## Objective
Render the part of the records that opens with the line containing "Exercise. For every instance of the fence" and closes with the line containing "<point>29,101</point>" as a JSON list of strings, one string per line, with blank lines left out. Include both of those lines, and leave out everything outside that part.
• • • •
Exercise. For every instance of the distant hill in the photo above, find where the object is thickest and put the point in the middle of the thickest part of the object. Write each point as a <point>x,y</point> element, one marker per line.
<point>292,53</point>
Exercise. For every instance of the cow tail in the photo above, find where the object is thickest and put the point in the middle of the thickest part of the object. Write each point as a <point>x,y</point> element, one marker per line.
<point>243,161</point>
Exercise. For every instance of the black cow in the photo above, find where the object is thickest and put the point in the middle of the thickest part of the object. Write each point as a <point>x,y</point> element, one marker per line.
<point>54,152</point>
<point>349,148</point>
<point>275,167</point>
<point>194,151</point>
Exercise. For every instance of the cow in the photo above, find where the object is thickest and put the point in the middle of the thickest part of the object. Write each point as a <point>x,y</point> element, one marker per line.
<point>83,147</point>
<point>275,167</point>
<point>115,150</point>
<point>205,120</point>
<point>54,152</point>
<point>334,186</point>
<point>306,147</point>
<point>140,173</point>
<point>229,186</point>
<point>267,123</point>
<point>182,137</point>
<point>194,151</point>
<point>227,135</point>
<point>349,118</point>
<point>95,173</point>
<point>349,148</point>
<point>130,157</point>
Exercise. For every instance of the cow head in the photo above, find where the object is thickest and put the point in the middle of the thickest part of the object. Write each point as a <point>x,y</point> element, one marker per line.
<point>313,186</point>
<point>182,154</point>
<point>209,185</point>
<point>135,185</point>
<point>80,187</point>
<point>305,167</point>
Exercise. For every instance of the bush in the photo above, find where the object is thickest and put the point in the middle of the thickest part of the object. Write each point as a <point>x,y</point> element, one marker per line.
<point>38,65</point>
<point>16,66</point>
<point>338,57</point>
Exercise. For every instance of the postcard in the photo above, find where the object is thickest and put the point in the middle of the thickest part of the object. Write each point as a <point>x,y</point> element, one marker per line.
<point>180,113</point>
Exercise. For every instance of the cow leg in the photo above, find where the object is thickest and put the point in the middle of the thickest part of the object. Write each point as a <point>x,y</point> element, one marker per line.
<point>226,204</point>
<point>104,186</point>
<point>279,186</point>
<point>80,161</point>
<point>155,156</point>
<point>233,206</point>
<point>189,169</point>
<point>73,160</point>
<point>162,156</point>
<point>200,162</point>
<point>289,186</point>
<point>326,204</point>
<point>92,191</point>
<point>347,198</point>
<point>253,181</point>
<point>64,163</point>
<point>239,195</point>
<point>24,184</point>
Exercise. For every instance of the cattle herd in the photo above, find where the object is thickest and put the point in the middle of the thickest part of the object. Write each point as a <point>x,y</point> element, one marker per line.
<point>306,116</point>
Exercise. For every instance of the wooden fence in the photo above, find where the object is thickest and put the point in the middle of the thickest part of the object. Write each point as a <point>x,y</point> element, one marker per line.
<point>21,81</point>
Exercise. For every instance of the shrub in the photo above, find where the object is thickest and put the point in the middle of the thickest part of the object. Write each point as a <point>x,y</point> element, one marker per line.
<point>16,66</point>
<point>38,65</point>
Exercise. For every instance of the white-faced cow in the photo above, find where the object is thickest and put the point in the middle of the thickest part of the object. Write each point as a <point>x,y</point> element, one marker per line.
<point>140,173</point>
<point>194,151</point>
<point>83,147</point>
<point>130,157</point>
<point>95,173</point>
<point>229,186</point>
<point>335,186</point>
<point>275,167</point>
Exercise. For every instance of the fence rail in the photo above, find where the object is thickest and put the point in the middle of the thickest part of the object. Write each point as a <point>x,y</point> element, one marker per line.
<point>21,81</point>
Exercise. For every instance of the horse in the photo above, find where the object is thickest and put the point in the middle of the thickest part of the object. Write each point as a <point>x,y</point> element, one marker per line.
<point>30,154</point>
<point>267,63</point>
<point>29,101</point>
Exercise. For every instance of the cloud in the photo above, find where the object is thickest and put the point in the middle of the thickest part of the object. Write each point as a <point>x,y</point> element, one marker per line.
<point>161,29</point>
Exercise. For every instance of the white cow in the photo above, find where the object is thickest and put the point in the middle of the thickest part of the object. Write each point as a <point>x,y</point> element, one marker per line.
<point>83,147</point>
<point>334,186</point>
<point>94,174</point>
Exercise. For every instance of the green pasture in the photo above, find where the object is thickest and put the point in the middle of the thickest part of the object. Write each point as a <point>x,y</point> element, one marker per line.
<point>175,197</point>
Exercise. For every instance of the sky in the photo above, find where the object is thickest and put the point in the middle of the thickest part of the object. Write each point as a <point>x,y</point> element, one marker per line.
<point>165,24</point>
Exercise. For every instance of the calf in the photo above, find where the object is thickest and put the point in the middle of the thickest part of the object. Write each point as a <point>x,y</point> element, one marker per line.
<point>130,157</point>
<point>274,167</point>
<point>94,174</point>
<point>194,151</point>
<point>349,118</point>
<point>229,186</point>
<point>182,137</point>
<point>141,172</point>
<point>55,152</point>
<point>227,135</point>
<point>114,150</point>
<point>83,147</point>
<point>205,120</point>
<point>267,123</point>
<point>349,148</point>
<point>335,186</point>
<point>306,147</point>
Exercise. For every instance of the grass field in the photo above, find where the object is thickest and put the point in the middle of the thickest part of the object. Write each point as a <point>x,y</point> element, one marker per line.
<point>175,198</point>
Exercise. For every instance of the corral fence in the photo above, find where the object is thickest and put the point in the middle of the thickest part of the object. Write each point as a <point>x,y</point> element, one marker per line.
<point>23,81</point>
• • • •
## Output of the exercise
[
  "Exercise. For every instance of the fence rail in the photo above, find where the object is thickest and put the point in the middle of the thickest part of the object. Write each point as a <point>x,y</point> element, one marker per line.",
  "<point>21,81</point>",
  "Exercise. For every instance of the horse in the photo above, find where the object is thickest and put the point in the middle of the thickest part of the object. Write each point as a <point>x,y</point> element, one marker per line.",
  "<point>30,154</point>",
  "<point>267,63</point>",
  "<point>29,101</point>"
]